═══ EXCERPTED PASSAGE ═══

The Corcoran Report: Legislative Session Wrap-Up

By Michael Corcoran

The 2007 Legislative Session wrapped up on Friday, May 4th. State lawmakers were successful in conducting an efficient session which produced a lean state budget for the coming year, and legislation which moves Florida’s Presidential Preference Primary to the last Tuesday in January of a presidential election year. Also, legislators passed a bill allowing Citizens Insurance to be more competitive with private property and casualty insurers.

Florida’s State Budget
This year’s state budget has been very tight due to a decline in revenue to the state generated by sales tax. Additionally, since the housing market has been in a downturn over the past year, other taxes and fees (which are important components of the state budget) have also declined. As a result, there are very few community budget projects included in the budget. Additionally, in many budget categories, there has been no increase in funding. Some areas are even facing cuts in funding in the coming budget.

Property Taxes
The House and Senate each released property tax reduction plans during the course of this session. This, amidst Governor Charlie Crist’s call for property tax rates to “drop like a rock.” Like the budget, the House and Senate both want property tax reductions although they have offered differing plans on how to accomplish the goal.

The centerpiece of the House’s property tax plan has been an elimination of property taxes replaced by an increase in the state sales tax. This tax rate increase would add 2.5% to the current sales tax rate. This plan seems to spread the taxes more equitably among all Florida residents and also allows Florida to take advantage of additional tourist sales tax dollars. Most homeowners and property owners in Florida would see a significant annual tax savings under this plan. The purported five year tax savings under the House plan is more than $32 billion.

═══

TASKS AND EXERCISES:
[1] Using the opening paragraph of the legislative session wrap-up, list the results the 2007 session produced.
[2] Pick up the legislative session wrap-up right after its final sentence and continue writing it.
The records that come next are not needed for either task.

═══ DATASET CONTENT ═══

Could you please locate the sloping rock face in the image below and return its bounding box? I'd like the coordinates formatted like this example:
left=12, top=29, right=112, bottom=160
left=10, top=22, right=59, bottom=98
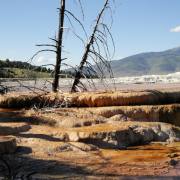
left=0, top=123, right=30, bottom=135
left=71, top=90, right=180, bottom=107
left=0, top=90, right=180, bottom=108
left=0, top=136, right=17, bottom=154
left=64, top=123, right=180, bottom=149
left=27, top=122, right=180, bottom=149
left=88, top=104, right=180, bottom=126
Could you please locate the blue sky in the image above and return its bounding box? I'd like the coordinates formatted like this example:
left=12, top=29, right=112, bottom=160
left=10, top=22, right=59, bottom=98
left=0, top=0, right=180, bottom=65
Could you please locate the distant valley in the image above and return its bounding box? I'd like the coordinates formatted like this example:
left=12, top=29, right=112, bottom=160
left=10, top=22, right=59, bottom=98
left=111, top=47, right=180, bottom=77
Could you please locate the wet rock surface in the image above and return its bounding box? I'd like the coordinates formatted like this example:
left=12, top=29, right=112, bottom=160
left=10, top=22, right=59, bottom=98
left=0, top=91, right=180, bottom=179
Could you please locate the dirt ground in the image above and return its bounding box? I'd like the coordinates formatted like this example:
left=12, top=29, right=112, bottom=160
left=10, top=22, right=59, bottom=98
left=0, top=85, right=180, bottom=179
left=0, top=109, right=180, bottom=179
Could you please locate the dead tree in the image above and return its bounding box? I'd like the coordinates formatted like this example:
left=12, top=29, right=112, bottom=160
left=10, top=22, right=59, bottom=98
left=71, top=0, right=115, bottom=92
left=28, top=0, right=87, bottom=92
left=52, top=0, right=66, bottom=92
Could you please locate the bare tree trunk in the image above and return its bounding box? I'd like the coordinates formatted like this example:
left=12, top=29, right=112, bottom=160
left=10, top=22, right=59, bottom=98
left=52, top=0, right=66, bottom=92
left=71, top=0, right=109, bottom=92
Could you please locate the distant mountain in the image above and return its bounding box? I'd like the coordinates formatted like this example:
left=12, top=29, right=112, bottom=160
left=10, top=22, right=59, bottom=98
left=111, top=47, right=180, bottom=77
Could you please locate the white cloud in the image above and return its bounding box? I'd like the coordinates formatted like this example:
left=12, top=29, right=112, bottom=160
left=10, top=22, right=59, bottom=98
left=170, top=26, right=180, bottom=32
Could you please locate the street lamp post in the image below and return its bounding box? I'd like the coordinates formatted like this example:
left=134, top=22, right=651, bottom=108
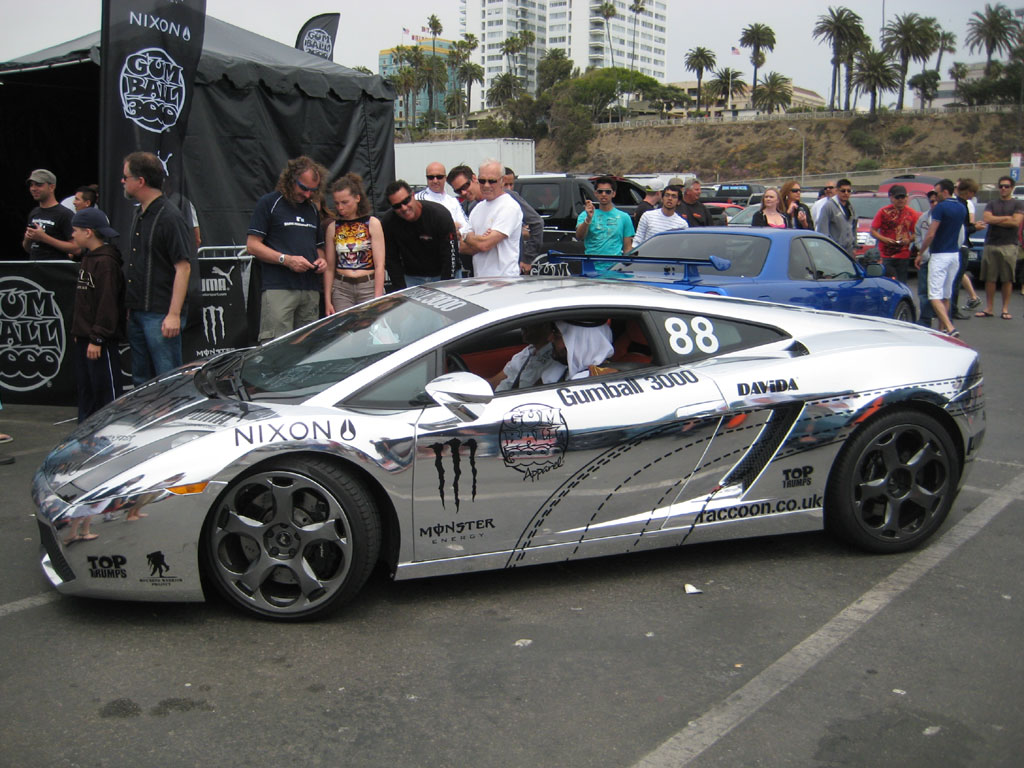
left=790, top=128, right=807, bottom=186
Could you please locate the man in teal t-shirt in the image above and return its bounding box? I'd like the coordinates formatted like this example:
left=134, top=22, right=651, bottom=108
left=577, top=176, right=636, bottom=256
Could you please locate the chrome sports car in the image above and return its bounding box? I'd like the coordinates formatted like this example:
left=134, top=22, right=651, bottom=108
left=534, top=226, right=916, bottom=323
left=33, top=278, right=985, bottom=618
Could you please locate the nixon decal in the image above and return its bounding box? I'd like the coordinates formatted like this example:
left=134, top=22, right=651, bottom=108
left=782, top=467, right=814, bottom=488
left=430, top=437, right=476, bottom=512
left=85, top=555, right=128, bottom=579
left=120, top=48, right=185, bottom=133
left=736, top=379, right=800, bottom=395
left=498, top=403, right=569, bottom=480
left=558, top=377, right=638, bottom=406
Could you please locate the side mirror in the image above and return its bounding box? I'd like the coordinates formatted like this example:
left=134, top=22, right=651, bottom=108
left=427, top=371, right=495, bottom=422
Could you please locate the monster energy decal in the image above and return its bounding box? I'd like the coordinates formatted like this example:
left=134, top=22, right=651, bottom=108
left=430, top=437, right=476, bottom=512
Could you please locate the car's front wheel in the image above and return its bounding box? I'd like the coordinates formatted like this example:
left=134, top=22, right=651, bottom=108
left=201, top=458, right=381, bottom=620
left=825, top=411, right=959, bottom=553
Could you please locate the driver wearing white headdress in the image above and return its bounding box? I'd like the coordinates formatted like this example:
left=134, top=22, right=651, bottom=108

═══

ANSWER LIST:
[1]
- A lean state budget for the coming year
- Legislation moving Florida's Presidential Preference Primary to the last Tuesday in January of a presidential election year
- A bill allowing Citizens Insurance to be more competitive with private property and casualty insurers

[2]
The Senate property tax reduction plan is more modest and features a rollback in tax rates and a cap on local government spending. Additionally, it allows portability of the Save Our Homes program when selling and buying another home in Florida. Additionally, there will be tax benefits offered to second home owners and business property owners under the Senate plan. The purported five year tax savings under the Senate plan is $12 billion.

Although negotiations between the House and Senate continued into the final week of session, lawmakers were unable to come to an agreement about the best way to reduce property taxes. As a result, the Governor, Senate President and Speaker have called a Special Session on Property Taxes which is slated to begin on June 12th and could last until June 22nd. While property taxes will be the centerpiece issue of the Special Session, Governor Crist has also indicated he may expand the call to include addressing the sunset of Florida’s PIP insurance law.

Another issue this session has again been property and casualty insurance in Florida. As the effect of the insurance legislation passed during the Special Session in January becomes more apparent, there appears to be less overall premium savings than had been originally thought. The insurance industry has also come before the House and the Senate to insist that the changes made during the Special Session will cause them to reduce their coverage of property in Florida.

The Legislature did not significantly alter what was done in January; however, the issue caused much debate over the last several weeks. Under legislation passed during the session, Citizens Insurance will also become more available to consumers as an insurance choice if private insurance plans are higher in premium cost than a Citizens plan.

Over the coming month, Governor Charlie Crist will take time to review all legislation which has passed and will decide which legislation he supports and which he will veto. Already he has indicated concerns about legislation which allows certain universities to increase tuition and has turned his eye toward some of the projects in the state budget. In the coming weeks, Governor Crist’s approach toward vetoes, both of substantive legislation and of budget items, will become much clearer.

As the Special Session draws closer, we will update you on the negotiations between the House, Senate and Governor about any property or sales tax changes. Any increase to the state sales tax does appear more and more unlikely.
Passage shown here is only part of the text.